Point annotation dataset records:
# # #

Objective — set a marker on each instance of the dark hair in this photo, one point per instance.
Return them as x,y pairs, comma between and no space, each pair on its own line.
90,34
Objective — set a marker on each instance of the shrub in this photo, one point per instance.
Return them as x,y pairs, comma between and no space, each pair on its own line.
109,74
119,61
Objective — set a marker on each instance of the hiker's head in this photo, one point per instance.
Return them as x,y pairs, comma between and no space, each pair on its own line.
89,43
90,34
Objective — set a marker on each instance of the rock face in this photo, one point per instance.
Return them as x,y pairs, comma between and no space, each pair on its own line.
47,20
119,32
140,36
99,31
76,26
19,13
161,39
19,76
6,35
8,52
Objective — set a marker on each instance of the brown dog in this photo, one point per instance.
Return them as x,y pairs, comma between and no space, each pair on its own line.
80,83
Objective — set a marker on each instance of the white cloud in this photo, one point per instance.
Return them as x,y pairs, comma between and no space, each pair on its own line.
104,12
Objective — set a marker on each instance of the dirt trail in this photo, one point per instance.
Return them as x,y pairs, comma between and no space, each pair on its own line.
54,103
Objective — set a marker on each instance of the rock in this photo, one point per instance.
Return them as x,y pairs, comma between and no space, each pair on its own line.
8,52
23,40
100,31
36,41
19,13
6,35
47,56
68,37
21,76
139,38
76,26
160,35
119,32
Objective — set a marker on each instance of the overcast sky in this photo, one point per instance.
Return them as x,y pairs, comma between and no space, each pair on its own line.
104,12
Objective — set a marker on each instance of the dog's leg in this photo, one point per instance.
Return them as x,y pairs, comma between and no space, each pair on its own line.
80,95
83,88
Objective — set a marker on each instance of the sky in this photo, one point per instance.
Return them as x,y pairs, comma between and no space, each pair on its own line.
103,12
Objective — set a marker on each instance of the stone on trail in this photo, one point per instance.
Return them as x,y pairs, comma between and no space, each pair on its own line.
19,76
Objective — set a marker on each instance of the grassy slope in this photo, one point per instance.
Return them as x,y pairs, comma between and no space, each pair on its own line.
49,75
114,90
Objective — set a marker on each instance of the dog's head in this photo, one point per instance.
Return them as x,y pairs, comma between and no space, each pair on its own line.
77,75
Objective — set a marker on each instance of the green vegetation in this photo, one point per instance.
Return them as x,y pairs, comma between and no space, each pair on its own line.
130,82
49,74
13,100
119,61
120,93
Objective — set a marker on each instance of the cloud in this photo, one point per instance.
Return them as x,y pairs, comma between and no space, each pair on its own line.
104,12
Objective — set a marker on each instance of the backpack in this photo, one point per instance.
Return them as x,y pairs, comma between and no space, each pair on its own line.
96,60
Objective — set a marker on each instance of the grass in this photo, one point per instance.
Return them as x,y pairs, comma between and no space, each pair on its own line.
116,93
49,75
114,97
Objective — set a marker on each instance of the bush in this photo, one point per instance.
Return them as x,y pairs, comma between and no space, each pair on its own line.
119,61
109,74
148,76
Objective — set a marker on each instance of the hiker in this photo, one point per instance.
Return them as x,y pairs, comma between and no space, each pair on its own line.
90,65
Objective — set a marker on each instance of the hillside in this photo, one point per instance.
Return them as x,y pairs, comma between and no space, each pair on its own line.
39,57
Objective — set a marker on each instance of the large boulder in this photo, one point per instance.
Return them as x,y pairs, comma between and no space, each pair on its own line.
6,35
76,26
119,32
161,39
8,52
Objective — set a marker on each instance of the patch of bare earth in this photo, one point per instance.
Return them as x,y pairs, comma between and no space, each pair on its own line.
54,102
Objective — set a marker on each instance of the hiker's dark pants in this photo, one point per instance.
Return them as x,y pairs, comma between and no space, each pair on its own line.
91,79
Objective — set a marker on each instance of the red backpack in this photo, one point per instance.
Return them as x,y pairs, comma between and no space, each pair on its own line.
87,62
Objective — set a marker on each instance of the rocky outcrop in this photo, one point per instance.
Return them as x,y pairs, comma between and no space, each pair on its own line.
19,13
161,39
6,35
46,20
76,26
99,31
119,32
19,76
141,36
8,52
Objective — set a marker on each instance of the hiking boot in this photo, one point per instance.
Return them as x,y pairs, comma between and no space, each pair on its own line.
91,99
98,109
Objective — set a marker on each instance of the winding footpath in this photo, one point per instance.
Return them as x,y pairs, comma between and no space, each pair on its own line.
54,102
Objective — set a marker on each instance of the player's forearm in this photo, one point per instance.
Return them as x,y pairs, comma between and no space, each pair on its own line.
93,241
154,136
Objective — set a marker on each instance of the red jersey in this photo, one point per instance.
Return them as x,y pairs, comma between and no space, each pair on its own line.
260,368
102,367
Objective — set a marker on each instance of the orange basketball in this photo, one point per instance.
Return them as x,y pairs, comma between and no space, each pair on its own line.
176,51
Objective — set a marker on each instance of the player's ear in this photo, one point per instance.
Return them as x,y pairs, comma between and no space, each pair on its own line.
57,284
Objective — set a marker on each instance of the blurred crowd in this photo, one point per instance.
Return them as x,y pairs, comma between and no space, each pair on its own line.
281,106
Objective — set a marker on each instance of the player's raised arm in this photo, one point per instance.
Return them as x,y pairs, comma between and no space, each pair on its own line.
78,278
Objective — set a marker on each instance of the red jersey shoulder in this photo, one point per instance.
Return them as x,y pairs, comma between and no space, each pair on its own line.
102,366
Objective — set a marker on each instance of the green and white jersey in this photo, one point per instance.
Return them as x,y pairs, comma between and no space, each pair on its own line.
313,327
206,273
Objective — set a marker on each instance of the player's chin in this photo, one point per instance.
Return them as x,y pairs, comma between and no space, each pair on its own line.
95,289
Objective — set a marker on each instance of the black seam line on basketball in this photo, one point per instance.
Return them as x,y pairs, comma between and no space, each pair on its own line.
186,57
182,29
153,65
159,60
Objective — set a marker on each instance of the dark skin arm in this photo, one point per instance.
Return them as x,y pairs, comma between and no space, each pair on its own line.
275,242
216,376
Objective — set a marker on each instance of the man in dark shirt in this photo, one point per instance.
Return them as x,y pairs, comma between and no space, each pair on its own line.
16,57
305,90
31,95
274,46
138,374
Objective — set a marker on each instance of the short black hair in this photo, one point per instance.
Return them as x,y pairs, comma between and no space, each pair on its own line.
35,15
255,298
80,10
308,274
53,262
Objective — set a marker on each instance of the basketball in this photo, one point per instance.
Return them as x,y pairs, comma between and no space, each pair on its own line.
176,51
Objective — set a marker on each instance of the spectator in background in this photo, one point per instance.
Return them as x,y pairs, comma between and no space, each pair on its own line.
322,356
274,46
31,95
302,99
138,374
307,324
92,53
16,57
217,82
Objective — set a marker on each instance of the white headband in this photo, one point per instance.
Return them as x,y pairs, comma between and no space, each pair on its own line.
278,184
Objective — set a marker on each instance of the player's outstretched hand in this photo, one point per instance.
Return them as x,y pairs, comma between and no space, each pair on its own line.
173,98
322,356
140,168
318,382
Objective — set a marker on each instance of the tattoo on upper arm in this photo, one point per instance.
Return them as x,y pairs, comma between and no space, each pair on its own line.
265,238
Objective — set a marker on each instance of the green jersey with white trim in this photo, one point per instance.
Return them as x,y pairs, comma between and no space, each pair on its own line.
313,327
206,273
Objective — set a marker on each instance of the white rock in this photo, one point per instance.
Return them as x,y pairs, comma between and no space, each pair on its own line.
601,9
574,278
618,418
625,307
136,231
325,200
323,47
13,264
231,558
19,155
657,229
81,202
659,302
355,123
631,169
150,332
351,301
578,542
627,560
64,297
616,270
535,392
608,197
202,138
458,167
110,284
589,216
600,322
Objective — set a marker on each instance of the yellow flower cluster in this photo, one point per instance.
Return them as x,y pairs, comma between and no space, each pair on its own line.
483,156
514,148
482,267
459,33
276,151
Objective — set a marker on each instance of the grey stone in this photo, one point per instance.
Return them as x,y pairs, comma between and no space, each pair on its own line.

# # #

TASK TO COMPLETE: Word for word, quote the lines from the line containing "the white rock" through the end of the material, both included, and nothing else.

SOLUTION BELOW:
Objective — set a marker on each instance of the white rock in this photo, one point per instance.
Return them as x,y pairs, comma between and no space, each pair on its own line.
601,9
574,278
618,418
625,307
136,231
325,200
323,47
13,264
231,558
19,155
657,229
81,202
659,302
355,123
631,169
150,332
351,301
578,542
627,560
64,297
616,270
535,392
608,197
202,138
458,167
110,284
589,216
600,322
Objective — set a marker on each instance of the yellow flower cluster in this photo, one point per instance.
Return them as x,y pairs, comma between and no space, each pair on its own line.
483,156
514,148
482,267
459,33
276,151
Objective — set a marker on each instance of the grey stone in this photo, one point per instance.
Return them as x,y pairs, comma between and no space, each pair on its own line.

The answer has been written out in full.